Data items
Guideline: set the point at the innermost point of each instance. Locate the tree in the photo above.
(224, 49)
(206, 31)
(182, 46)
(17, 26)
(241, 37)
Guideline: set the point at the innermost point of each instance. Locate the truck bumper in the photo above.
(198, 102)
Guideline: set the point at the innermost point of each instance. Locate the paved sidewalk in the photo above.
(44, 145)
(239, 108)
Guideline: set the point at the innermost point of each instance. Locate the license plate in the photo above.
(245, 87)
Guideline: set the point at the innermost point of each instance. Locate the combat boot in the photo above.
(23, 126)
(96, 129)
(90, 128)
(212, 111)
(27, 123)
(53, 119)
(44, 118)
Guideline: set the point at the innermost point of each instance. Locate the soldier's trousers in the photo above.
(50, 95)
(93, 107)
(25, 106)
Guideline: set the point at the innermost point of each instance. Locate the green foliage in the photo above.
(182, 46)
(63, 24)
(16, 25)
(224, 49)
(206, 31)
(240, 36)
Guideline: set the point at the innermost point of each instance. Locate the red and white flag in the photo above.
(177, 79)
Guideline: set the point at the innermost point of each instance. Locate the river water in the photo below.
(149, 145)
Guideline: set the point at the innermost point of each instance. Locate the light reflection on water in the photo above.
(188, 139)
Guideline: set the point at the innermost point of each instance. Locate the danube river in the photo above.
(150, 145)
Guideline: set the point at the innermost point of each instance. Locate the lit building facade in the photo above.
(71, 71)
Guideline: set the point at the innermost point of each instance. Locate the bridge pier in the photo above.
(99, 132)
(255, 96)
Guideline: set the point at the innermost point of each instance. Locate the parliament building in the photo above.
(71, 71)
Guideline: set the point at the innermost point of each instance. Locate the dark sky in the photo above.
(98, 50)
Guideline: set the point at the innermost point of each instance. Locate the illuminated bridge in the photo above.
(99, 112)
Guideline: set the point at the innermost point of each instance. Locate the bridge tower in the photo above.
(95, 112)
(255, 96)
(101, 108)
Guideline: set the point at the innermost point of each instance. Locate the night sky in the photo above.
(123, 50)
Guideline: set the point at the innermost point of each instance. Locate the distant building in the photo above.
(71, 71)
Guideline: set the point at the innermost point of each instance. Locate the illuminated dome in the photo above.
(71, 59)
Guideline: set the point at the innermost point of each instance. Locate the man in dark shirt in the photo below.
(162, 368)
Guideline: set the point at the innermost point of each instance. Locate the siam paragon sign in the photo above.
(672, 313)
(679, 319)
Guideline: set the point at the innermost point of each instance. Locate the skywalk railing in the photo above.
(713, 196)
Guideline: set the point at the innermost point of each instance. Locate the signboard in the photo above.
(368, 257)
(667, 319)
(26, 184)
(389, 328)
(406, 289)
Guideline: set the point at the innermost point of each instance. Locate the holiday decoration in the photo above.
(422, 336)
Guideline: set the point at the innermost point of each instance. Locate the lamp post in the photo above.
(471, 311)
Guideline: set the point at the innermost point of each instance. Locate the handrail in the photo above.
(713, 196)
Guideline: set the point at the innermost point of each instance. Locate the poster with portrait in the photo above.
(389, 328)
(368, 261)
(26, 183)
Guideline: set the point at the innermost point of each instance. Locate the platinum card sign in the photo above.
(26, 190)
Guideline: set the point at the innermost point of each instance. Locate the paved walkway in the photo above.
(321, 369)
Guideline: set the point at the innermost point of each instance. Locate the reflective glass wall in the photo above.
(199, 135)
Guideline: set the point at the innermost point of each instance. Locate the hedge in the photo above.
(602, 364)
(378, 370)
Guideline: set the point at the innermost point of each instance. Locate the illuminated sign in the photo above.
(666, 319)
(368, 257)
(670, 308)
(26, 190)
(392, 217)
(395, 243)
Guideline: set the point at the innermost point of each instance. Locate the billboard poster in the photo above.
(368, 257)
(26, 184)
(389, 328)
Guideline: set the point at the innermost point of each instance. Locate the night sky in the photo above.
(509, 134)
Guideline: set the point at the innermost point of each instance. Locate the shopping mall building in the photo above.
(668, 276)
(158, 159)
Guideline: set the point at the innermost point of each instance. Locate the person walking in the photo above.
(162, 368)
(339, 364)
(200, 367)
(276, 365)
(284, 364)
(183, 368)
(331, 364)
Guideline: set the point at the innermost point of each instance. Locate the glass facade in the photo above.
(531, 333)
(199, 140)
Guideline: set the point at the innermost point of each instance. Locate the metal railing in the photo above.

Problem description
Repeat all the lines above, keeping them exactly as they are.

Exercise solution
Guideline: set the point at the innermost point of each instance. Locate the tree in the photo above.
(224, 49)
(206, 31)
(182, 46)
(17, 26)
(241, 37)
Guideline: set the point at the innermost point of each instance. Locate the truck bumper in the photo above.
(198, 102)
Guideline: set the point at the innermost point of each instance. Locate the paved sidewalk in the photo above.
(44, 145)
(239, 108)
Guideline: set the point at the innermost point of each instance. Locate the license plate in the photo above.
(245, 87)
Guideline: set the point at the innermost point of each instance. Locate the combat boot in the photo above.
(23, 126)
(96, 129)
(90, 128)
(212, 111)
(27, 123)
(53, 119)
(44, 118)
Guideline: set the point at the innermost point of each instance. Locate the soldier's trousers in the photo above.
(50, 95)
(93, 107)
(25, 106)
Guideline: set the point at the innermost point of each instance. Locate the green foliage in the photo above.
(182, 46)
(63, 24)
(16, 25)
(224, 49)
(206, 31)
(240, 36)
Guideline: set the point at the innermost point of each instance. Locate the red and white flag in the photo above.
(177, 79)
Guideline: set the point at the innermost point of each instance. Locate the river water in the photo below.
(149, 145)
Guideline: set the point at the innermost point of each instance. Locate the light reflection on water in the photo above.
(188, 139)
Guideline: set the point at the innermost point of each instance. Locate the danube river in the photo above.
(150, 145)
Guideline: set the point at the innermost point of each instance. Locate the lit building facade in the photo above.
(71, 71)
Guideline: set the point at the innermost point of each instance. Locate the bridge pier in the photo above.
(99, 132)
(255, 96)
Guideline: set the point at the innermost point of each instance. Locate the parliament building in the photo above.
(71, 71)
Guideline: set the point at the innermost point of each instance. Locate the dark sky in the photo above.
(98, 50)
Guideline: set the point at the innermost point of each instance. Locate the illuminated bridge in the photo above.
(99, 112)
Guideline: set the point at the innermost point of each instance. Locate the bridge tower in the photo above.
(95, 112)
(255, 96)
(101, 108)
Guideline: set the point at the innermost point of each instance. Locate the night sky in the photo above.
(123, 50)
Guideline: set the point at the innermost point of each instance. Locate the distant building in the photo above.
(71, 71)
Guideline: set the point at the innermost point of each instance. Locate the illuminated dome in the photo above.
(71, 59)
Guideline: set the point at the innermost point of each instance. Locate the man in dark shirt in the photo below.
(162, 368)
Guideline: set the point at the innermost point of each instance. Locate the siam paragon sign in the photo above.
(672, 313)
(679, 319)
Guideline: set the point at the innermost point of each instance. Locate the skywalk railing in the photo above.
(713, 196)
Guideline: set the point at the innermost point of each instance. Locate the signboard in the photo above.
(368, 257)
(667, 319)
(26, 184)
(389, 328)
(406, 289)
Guideline: set the point at the innermost point of each instance. Locate the holiday decoration in the photo above.
(422, 336)
Guideline: set the point at the innermost point of each instance. Locate the lamp post in the photo above.
(471, 311)
Guideline: set the point at the innermost point of each instance. Locate the handrail in the photo above.
(713, 196)
Guideline: set the point at the innermost point of each instance. Locate the poster with portrait in the photo above.
(389, 328)
(368, 261)
(26, 183)
Guideline: set the point at the innermost point of each instance. Locate the platinum card sign in the photo above.
(26, 190)
Guideline: set the point at the innermost point of each instance. Locate the paved walkway in the photo above.
(321, 369)
Guideline: set the point at the innermost point of each instance. Locate the reflective glass wall in the photo above.
(199, 135)
Guideline: set the point at the innermost point of each instance. Locate the hedge in the photo above.
(602, 364)
(378, 370)
Guideline: set the point at the innermost point of each instance. Locate the illuminated sign in the photo above.
(666, 319)
(368, 257)
(670, 308)
(26, 190)
(392, 217)
(395, 243)
Guideline: set the point at the innermost point of each instance. Locate the billboard poster in the photo above.
(368, 257)
(26, 184)
(389, 328)
Guideline: set the point at the innermost point of each instance. Locate the night sky in the photo above.
(509, 134)
Guideline: set the point at the innermost point of each instance. Locate the shopping mall building in the photo above.
(668, 276)
(158, 159)
Guideline: set the point at the innermost point of each instance. Locate the person walking in the photo above.
(162, 368)
(339, 364)
(200, 367)
(276, 365)
(284, 364)
(183, 368)
(331, 364)
Guideline: set the point at the innermost point of each instance. Locate the glass facade in the photo above.
(531, 333)
(199, 140)
Guideline: set the point at the innermost point of each instance. Locate the metal railing in the photo above.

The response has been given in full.